DATA EXCERPTS:
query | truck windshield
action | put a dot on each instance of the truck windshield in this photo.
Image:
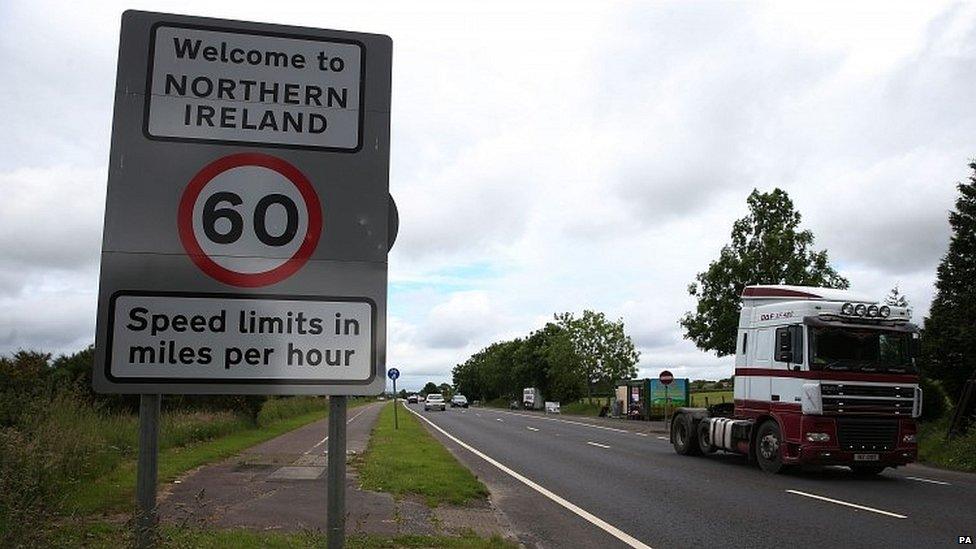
(850, 349)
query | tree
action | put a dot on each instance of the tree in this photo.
(767, 248)
(604, 351)
(896, 299)
(949, 339)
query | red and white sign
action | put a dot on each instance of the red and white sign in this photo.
(666, 377)
(249, 219)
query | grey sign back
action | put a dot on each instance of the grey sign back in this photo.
(246, 221)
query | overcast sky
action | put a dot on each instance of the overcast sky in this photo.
(545, 159)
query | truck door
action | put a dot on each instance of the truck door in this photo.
(761, 352)
(788, 357)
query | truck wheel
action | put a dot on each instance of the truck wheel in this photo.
(768, 451)
(683, 436)
(703, 441)
(866, 470)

AIM OF THE TASK: Omit the pictures, then output every record exactly as given.

ANSWER TO THIS PROBLEM:
query | truck windshield
action | put a dot on each instance of the truck windshield in this photo.
Image:
(850, 349)
query | tree
action | put a dot on each instance of the tree in this photo.
(767, 248)
(604, 351)
(896, 299)
(949, 339)
query | red and white sign
action | put a dot on each instance of the red and white sign in this photo.
(666, 377)
(249, 219)
query | grey sign back
action | put a dot on each instance of the grey sign back in this photo.
(246, 221)
query | overcast sky
action | put a dot on each instance of the overcast sky in this photo.
(545, 159)
query | truck door
action | put a dot on each instance of the truck door in this photo.
(761, 352)
(788, 357)
query | truck wheel
action | put a dot on each instance of the truck wheel in this photo.
(768, 451)
(683, 436)
(703, 441)
(866, 470)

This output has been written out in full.